Task description –
A verbatim transcript of the lines below, starting at the first and ending with the one that holds "Target: man's beard", is what should be produced.

Stored data entries –
+++
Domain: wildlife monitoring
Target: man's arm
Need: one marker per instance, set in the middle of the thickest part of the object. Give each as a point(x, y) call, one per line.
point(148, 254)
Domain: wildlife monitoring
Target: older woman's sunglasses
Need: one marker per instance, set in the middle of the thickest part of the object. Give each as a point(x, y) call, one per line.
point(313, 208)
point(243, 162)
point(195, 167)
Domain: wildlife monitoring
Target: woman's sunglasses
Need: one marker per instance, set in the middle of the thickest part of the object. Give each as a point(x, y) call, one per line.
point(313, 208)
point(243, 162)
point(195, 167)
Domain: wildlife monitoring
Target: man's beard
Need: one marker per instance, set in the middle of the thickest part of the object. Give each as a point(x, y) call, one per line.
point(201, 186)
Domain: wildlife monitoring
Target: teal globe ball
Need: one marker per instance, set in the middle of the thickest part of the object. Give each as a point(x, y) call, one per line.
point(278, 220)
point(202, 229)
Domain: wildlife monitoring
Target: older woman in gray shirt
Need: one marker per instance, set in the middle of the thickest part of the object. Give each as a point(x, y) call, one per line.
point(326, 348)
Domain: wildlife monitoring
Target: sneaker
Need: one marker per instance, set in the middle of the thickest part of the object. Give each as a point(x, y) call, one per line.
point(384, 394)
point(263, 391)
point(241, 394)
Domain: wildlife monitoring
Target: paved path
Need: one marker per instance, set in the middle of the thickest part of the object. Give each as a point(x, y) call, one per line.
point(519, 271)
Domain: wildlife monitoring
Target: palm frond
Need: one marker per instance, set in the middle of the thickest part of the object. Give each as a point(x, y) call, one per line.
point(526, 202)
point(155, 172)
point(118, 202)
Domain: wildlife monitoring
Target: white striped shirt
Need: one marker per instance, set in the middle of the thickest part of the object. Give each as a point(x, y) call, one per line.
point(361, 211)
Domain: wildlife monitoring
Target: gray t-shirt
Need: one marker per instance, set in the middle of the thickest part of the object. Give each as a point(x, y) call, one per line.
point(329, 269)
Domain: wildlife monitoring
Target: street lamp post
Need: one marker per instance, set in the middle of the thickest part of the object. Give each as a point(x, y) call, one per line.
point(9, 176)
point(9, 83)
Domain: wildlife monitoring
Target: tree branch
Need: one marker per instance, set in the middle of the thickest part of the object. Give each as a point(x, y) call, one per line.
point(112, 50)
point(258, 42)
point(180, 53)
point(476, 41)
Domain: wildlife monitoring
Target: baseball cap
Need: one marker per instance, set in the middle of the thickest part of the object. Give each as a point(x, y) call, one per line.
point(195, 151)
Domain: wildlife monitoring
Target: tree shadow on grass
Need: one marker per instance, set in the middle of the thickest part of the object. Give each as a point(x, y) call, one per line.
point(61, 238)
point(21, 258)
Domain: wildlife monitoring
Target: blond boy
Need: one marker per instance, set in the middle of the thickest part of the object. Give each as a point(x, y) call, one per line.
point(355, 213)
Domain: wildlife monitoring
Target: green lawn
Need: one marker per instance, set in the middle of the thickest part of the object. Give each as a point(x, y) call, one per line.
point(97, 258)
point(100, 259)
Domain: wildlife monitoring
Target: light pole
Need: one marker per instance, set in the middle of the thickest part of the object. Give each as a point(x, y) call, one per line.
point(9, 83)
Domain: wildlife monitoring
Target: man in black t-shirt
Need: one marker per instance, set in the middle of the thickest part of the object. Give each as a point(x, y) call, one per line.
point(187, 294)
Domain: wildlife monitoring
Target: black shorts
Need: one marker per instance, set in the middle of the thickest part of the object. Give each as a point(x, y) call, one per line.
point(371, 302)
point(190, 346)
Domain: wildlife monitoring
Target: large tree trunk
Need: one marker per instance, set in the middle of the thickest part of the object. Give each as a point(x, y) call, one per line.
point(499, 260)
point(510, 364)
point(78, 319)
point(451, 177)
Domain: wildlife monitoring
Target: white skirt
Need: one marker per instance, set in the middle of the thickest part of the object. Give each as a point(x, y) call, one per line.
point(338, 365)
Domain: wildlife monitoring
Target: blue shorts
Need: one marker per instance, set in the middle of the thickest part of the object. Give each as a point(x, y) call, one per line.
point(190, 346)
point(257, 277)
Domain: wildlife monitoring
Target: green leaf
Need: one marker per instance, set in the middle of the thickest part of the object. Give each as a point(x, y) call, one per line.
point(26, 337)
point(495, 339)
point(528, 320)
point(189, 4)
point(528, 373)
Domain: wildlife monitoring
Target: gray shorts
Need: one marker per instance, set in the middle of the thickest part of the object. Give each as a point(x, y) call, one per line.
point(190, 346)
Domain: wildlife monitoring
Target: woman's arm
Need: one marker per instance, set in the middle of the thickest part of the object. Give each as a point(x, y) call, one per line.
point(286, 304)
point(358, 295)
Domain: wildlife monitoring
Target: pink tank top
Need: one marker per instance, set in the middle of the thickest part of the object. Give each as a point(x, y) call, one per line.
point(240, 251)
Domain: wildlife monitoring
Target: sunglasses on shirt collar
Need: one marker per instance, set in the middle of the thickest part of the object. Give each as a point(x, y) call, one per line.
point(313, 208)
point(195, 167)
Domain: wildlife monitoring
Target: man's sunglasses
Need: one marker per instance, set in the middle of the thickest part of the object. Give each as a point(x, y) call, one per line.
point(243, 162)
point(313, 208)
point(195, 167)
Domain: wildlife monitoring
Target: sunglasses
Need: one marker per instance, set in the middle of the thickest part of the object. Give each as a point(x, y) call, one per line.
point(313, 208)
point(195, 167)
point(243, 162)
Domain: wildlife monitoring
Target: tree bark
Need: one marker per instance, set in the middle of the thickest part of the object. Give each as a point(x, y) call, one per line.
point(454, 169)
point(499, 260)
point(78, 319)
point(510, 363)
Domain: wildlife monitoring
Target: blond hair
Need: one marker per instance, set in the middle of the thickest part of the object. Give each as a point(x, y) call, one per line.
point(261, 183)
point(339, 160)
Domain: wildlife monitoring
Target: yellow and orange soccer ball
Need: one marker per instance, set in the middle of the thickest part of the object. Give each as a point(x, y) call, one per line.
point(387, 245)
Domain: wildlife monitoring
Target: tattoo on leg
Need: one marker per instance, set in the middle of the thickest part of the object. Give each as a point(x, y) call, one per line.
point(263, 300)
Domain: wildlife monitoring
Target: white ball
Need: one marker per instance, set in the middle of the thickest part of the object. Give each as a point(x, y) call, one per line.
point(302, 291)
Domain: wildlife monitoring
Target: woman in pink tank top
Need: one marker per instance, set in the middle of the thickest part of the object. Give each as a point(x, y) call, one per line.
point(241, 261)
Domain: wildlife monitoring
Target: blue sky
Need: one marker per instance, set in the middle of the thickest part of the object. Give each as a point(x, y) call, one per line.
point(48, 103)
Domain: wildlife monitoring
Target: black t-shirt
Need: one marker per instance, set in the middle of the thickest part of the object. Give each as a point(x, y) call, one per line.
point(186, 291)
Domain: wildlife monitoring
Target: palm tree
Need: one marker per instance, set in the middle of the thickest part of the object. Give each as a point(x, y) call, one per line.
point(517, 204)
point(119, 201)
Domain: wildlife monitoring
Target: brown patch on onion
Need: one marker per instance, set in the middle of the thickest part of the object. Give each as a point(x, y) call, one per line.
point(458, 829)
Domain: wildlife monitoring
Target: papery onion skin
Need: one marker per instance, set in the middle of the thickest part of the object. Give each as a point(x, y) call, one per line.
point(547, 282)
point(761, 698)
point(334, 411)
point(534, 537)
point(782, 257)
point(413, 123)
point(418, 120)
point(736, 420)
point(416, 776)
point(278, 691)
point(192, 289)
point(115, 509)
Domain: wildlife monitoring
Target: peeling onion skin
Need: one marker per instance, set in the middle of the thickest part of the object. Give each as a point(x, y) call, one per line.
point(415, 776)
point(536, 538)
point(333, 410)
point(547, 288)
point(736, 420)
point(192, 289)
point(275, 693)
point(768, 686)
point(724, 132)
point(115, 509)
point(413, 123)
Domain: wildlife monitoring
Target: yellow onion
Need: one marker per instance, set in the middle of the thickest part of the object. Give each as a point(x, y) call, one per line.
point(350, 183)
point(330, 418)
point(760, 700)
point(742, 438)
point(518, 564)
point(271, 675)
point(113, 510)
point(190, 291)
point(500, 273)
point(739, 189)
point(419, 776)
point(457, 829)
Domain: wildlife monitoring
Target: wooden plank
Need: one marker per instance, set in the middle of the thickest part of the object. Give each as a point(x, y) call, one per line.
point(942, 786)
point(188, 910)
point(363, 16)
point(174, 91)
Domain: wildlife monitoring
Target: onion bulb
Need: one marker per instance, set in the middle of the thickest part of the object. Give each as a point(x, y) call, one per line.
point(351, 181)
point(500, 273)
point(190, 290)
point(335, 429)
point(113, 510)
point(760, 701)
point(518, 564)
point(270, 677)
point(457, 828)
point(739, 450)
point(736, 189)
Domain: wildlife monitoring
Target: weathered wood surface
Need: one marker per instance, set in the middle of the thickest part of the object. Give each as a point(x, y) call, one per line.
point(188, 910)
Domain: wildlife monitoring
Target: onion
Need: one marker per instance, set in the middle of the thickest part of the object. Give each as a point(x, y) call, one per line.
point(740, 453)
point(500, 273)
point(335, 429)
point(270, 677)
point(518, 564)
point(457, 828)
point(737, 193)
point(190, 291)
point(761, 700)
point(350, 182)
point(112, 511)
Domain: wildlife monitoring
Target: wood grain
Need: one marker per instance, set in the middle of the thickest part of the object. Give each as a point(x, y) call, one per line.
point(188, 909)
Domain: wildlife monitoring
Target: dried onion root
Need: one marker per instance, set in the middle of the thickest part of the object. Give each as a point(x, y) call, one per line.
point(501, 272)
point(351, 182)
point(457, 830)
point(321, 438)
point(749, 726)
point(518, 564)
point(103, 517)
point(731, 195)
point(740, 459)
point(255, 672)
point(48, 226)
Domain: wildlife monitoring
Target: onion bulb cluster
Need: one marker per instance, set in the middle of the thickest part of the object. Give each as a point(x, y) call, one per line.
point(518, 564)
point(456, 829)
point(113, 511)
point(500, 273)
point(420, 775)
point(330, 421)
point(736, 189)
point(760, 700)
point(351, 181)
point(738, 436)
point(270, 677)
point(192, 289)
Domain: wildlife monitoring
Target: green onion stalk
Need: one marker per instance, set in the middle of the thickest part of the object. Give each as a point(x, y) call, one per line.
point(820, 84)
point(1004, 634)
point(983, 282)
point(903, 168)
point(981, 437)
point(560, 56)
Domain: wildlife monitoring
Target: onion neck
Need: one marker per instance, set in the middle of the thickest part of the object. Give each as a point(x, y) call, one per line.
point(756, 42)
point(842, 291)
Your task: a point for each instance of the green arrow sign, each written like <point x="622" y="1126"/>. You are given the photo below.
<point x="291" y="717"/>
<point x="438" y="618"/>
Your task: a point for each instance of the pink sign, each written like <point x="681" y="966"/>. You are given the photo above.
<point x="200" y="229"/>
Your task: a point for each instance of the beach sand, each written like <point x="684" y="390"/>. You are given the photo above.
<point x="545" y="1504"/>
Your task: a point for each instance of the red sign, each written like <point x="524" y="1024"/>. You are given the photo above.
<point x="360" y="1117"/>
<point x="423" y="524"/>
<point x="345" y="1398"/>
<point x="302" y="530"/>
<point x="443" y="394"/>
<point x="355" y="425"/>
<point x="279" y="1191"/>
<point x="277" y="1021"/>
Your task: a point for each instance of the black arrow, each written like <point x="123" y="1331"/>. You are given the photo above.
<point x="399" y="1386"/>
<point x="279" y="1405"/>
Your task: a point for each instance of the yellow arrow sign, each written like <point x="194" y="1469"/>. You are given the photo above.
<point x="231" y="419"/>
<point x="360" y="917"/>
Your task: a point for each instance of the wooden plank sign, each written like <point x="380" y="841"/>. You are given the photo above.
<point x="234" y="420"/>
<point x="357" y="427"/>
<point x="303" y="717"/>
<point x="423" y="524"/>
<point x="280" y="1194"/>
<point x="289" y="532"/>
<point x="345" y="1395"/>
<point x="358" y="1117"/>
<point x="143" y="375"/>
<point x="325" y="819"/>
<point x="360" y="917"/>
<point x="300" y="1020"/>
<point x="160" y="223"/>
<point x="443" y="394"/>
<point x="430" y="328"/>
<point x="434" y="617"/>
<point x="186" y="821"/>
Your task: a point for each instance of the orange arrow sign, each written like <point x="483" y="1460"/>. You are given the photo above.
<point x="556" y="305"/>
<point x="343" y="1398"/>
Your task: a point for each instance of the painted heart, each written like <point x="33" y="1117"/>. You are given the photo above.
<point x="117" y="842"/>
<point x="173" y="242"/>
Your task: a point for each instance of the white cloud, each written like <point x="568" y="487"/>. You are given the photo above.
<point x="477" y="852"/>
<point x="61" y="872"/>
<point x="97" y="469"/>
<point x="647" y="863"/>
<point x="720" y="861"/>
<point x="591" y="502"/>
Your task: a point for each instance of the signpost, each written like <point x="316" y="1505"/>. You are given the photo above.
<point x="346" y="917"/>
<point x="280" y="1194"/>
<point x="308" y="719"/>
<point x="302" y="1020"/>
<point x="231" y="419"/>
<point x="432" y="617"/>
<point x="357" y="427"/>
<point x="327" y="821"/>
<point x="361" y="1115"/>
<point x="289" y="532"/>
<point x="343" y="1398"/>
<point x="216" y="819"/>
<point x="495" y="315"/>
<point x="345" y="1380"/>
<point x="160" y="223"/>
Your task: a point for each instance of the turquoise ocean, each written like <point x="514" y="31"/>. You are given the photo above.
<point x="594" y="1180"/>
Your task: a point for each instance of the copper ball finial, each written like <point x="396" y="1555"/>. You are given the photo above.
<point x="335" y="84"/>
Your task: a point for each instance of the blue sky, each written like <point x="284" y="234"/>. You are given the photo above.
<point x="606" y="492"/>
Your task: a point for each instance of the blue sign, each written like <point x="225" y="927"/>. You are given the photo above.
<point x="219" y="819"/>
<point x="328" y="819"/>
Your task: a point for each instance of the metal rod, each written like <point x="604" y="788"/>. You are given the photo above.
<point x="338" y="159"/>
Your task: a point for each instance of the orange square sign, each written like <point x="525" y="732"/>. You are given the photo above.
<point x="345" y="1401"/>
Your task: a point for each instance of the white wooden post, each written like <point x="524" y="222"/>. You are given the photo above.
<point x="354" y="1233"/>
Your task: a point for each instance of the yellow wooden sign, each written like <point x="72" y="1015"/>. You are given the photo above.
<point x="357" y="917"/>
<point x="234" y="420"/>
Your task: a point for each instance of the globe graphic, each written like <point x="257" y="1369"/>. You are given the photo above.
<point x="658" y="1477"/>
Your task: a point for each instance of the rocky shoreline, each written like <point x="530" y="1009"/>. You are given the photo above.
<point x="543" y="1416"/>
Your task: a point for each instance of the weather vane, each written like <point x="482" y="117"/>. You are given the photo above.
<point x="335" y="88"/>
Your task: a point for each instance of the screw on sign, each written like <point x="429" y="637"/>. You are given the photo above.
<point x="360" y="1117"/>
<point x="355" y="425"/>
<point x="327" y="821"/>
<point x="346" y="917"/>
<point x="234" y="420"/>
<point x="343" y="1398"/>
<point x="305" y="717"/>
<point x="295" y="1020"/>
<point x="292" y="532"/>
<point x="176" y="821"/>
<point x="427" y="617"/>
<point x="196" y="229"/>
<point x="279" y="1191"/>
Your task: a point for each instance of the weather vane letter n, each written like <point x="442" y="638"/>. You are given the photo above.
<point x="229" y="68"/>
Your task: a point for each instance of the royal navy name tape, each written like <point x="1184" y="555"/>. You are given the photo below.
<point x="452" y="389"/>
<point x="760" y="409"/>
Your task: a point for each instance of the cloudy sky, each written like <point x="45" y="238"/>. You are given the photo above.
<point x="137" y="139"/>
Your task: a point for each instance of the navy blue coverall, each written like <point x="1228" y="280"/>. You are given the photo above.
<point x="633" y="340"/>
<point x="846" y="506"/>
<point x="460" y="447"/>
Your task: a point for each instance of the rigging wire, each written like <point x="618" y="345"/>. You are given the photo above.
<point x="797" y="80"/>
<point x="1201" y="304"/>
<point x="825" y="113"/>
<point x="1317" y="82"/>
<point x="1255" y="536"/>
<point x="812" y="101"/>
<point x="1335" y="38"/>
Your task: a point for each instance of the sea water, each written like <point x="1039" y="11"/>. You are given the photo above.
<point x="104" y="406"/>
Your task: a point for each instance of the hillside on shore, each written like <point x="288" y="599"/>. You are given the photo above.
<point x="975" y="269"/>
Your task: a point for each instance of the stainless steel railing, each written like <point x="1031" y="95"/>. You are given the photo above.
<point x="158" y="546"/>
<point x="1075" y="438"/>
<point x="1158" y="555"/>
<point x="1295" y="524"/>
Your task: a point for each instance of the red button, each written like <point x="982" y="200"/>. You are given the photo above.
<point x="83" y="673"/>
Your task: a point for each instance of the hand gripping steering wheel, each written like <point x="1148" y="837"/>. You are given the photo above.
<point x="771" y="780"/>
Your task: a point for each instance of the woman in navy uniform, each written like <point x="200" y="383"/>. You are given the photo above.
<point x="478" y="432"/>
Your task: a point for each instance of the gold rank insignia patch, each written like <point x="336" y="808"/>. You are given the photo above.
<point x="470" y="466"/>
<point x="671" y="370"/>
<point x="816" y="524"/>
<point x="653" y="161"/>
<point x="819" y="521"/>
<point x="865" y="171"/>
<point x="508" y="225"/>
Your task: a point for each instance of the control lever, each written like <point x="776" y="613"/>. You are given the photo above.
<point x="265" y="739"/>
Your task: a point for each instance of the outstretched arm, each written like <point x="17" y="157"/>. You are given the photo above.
+++
The completed task –
Domain: wildlife monitoring
Target: man's arm
Need: one marker per instance, set in the middle of the thickest part of the object. Give each as a point(x, y) call, one per line.
point(148, 254)
Domain: wildlife monitoring
Target: older woman's sunglasses
Need: one marker per instance, set in the middle of the thickest part of the object. Give each as a point(x, y) call, one per line.
point(313, 208)
point(243, 162)
point(195, 167)
Domain: wildlife monitoring
Target: woman's sunglasses
Need: one marker per instance, set in the middle of the thickest part of the object. Give each as a point(x, y) call, one per line.
point(313, 208)
point(243, 162)
point(195, 167)
Domain: wildlife monitoring
Target: man's beard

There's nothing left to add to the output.